**REQUIRED ACTION**
The required answer is each line in the entries below where "jacket" occurs.

Natural-language object grounding data:
_ _ _ _

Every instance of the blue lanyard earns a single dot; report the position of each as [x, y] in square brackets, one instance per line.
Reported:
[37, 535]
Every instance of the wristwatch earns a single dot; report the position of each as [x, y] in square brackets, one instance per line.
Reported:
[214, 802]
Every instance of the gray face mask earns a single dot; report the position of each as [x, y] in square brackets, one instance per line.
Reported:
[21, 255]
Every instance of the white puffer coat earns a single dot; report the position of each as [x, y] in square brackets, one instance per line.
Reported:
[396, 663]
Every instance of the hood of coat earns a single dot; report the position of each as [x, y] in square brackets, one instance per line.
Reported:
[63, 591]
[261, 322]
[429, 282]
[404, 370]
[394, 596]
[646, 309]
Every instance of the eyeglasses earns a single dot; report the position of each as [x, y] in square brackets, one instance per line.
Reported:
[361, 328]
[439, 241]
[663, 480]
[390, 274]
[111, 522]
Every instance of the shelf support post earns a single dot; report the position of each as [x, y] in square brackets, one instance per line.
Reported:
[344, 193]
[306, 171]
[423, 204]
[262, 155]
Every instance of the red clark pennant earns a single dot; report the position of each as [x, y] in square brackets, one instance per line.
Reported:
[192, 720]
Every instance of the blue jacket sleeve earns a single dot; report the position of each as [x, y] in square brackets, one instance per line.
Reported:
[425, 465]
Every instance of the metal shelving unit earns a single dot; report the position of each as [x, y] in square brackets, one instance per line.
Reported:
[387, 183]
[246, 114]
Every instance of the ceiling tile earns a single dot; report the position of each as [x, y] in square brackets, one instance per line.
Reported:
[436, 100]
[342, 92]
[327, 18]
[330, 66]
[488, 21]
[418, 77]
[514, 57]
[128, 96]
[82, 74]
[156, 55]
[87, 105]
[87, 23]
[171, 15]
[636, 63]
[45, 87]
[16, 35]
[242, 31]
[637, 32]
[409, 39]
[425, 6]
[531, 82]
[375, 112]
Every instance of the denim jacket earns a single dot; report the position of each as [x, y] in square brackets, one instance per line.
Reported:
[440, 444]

_ _ _ _

**ANSWER SPACE**
Every instance of the blue jacket sleeve earns a single dot; report the position of each as [x, y] in square brackets, one instance per line.
Every instance of the denim jacket earns a single dot; report the position of each as [x, y] in square brackets, one instance per line.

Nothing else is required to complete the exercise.